--- start Rows ---

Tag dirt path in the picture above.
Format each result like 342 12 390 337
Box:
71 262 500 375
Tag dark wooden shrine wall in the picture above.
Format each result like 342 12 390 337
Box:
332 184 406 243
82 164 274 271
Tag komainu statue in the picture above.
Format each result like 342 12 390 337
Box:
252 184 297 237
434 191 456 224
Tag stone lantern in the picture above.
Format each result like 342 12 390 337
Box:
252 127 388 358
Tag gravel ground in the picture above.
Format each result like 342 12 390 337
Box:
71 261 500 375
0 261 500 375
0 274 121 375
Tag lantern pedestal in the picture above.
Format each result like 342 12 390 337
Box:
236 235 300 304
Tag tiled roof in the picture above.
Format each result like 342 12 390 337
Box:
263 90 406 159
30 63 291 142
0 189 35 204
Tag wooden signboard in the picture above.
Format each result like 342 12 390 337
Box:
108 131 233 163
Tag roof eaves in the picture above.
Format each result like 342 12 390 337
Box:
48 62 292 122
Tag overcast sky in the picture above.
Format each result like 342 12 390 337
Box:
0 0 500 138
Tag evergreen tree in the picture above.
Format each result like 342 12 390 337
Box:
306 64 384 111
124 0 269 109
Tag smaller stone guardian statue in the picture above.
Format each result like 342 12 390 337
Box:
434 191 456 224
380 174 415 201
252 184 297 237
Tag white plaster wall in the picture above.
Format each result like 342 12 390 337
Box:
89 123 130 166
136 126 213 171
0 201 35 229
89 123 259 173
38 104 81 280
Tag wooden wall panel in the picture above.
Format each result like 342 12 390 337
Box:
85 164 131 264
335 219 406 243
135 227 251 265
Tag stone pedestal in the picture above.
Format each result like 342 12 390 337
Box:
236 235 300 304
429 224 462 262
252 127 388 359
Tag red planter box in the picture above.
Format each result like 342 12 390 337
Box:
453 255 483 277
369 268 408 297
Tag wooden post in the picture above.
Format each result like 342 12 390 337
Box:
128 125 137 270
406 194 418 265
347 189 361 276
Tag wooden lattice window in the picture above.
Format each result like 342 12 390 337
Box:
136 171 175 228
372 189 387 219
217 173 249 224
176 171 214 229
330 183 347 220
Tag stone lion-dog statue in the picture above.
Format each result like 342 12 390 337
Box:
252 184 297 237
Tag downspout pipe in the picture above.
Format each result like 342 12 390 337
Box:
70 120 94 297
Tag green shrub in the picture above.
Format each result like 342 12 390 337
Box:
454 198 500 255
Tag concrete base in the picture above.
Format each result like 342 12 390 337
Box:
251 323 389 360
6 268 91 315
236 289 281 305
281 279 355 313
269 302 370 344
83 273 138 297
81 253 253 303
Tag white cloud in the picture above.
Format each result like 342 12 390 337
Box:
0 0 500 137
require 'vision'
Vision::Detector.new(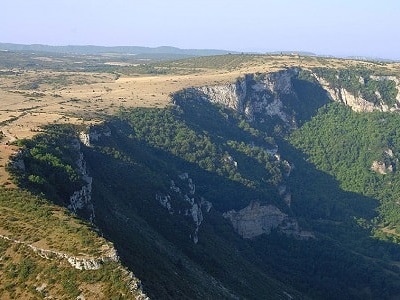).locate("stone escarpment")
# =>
[177,68,400,124]
[223,202,314,239]
[156,173,212,244]
[187,68,299,127]
[313,74,400,112]
[0,234,149,300]
[0,235,119,270]
[68,126,111,223]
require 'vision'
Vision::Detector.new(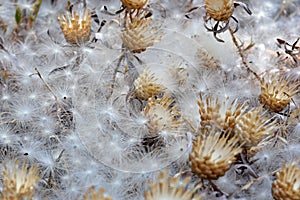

--- end Rows ---

**What you should do**
Output the records from the line with "Tag smaller stone" up to and including the line with "252 127 388 359" as a JSON list of strings. Use one string per line and leave out blank lines.

**Solution to this problem**
[
  "Tag smaller stone guardian statue in the picture above.",
  "Format each result like 342 12 390 337",
  "Box:",
  "434 191 456 224",
  "380 174 415 201",
  "252 184 297 237",
  "Tag white plaster wall in the picture above.",
  "Format each result like 342 12 390 337",
  "Box:",
  "89 123 130 166",
  "136 126 213 171",
  "0 201 35 229",
  "89 123 259 173",
  "38 104 81 280",
  "Tag wooden wall panel in the picture above.",
  "Format each result like 342 12 390 337",
  "Box:",
  "85 164 131 264",
  "335 219 406 243",
  "135 227 251 265",
  "Tag stone pedestal in the picture above.",
  "Format each result like 342 12 390 337",
  "Box:",
  "236 235 300 304",
  "429 224 462 262",
  "252 127 388 359"
]